■ **Butir Tugas 1**:
Salin tanpa perubahan bagian artikel swaperiksa yang dibuka dengan kata-kata yang memuat "Swaperiksa, 68 Persen" dan ditutup dengan "Sedunia, Kamis (14/10).".
■ **Butir Tugas 2**:
Ringkaslah artikel swaperiksa dalam dua kalimat.
■ **Butir Tugas 3**:
Sebutkan semua angka persentase yang tercantum dalam artikel swaperiksa.

■ **Teks Bacaan**:
--*--

Swaperiksa, 68 Persen Warga Alami Masalah Psikologis
Pandemi Covid-19 membuat masyarakat bergumul dengan masalah psikologis.
REPUBLIKA.CO.ID, JAKARTA -- Sejak awal kasus Covid-19 ditemukan di Indonesia, Perhimpunan Dokter Spesialis Kedokteran Jiwa Indonesia (PDSKJI) membuka layanan swaperiksa di web resminya. Layanan tersebut telah diakses 5.661 warga 31 provinsi dari bulan Maret hingga Oktober 2020.
"Dari swaperiksa tersebut, terdapat 68 persen masyarakat yang mengalami masalah psikologis," jelas Ketua Umum PDSKJI Dr dr Diah Setia Utami, Sp.KJ, MARS dalam acara webinar media: Hari Kesehatan Jiwa Sedunia, Kamis (14/10).
Dari 2.606 warga, sebanyak 67,4 persen di antaranya mengalami gejala cemas. Gejala kecemasan terbanyak ditemukan pada kelompok usia kurang dari 30 tahun.
"Mayoritas (75,9 persen) terjadi pada kategori usia di bawah 20 tahun disusul usia 20 sampai 29 tahun," ungkap Diah.
Selain itu, dari 2.294 swaperiksa, sebanyak 67,3 persen yang mengisi swaperiksa mengalami gejala depresi. Mayoritas (48 persen) responden berpikir lebih baik mati atau ingin melukai diri dengan cara apapun.
Pikiran kematian terbanyak pada rentang usia 18 sampai 29 tahun. Diah mengatakan, ini sudah masuk dalam gangguan jiwa mengarah sedang menuju berat.
"Ini perlu menjadi suatu konsentrasi kita, supaya bisa dicegah,” ujarnya.
Sementara itu, dari 761 swaperiksa, terdapat 74,2 persen yang mengalami gejala trauma psikologis. Kondisi itu terbanyak ditemukan pada kelompok usia kurang dari 20 tahun.
"Keluhan paling jamak berupa perasaan waspada terus menerus dan merasa sendirian atau terisolasi," tutur Diah.

--*--

[Item Tersimpan]
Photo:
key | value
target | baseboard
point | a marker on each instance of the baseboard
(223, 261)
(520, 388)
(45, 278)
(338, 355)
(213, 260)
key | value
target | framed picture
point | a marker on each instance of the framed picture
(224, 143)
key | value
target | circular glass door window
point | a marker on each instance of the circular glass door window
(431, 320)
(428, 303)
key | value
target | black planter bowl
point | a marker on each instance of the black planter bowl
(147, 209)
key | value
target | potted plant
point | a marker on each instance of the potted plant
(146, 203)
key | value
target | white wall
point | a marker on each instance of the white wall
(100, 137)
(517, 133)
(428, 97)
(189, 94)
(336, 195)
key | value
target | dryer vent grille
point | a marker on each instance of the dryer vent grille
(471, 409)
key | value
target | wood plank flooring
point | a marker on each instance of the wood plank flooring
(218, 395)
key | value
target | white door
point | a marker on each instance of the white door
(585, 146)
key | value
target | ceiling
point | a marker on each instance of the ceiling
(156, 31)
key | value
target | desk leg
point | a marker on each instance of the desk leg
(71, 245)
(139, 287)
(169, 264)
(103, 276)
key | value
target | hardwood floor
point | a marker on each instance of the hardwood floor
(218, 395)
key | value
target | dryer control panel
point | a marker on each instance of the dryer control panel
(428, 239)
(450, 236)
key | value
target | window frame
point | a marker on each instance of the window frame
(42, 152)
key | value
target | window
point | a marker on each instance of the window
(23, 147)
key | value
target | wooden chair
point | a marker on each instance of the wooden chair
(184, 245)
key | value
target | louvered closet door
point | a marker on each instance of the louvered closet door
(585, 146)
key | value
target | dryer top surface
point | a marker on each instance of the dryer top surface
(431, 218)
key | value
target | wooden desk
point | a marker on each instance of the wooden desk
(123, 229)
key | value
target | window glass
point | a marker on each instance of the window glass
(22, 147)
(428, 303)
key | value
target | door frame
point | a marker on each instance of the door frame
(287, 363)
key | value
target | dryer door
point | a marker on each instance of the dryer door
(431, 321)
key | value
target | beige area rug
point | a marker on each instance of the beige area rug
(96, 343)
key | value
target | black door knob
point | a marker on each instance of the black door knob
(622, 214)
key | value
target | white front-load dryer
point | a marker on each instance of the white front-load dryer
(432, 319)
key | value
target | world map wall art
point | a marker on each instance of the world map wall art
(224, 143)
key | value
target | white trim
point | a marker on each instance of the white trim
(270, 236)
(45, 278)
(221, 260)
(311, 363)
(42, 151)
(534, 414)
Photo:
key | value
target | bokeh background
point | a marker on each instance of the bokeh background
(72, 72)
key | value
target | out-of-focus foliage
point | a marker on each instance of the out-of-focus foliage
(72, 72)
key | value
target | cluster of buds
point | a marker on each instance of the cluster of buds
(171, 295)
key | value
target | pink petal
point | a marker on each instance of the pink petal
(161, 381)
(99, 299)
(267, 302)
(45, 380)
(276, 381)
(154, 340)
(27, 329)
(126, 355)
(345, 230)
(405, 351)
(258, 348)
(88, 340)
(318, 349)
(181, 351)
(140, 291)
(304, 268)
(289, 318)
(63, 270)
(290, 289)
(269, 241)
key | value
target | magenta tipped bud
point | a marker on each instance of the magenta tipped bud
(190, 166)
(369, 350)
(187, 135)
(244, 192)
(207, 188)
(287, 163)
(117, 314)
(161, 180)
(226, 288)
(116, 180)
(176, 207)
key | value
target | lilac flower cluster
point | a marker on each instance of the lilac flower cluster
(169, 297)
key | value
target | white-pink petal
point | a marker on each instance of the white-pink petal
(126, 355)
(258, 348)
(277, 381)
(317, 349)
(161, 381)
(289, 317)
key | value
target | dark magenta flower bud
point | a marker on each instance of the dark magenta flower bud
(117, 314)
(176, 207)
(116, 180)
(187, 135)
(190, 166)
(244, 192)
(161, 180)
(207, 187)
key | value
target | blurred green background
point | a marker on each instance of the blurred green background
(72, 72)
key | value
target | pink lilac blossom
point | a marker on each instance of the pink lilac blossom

--*--

■ **Hasil Tugas 1**:
Swaperiksa, 68 Persen Warga Alami Masalah Psikologis
Pandemi Covid-19 membuat masyarakat bergumul dengan masalah psikologis.
REPUBLIKA.CO.ID, JAKARTA -- Sejak awal kasus Covid-19 ditemukan di Indonesia, Perhimpunan Dokter Spesialis Kedokteran Jiwa Indonesia (PDSKJI) membuka layanan swaperiksa di web resminya. Layanan tersebut telah diakses 5.661 warga 31 provinsi dari bulan Maret hingga Oktober 2020.
"Dari swaperiksa tersebut, terdapat 68 persen masyarakat yang mengalami masalah psikologis," jelas Ketua Umum PDSKJI Dr dr Diah Setia Utami, Sp.KJ, MARS dalam acara webinar media: Hari Kesehatan Jiwa Sedunia, Kamis (14/10).

■ **Hasil Tugas 2**:
Layanan swaperiksa PDSKJI diakses 5.661 warga dari 31 provinsi pada Maret hingga Oktober 2020, dan 68 persen di antaranya mengalami masalah psikologis. Gejala cemas dialami 67,4 persen responden, gejala depresi 67,3 persen, dan gejala trauma psikologis 74,2 persen, dengan kecemasan dan trauma terbanyak pada kelompok usia di bawah 30 tahun.

■ **Hasil Tugas 3**:
- 68 persen
- 67,4 persen
- 75,9 persen
- 67,3 persen
- 48 persen
- 74,2 persen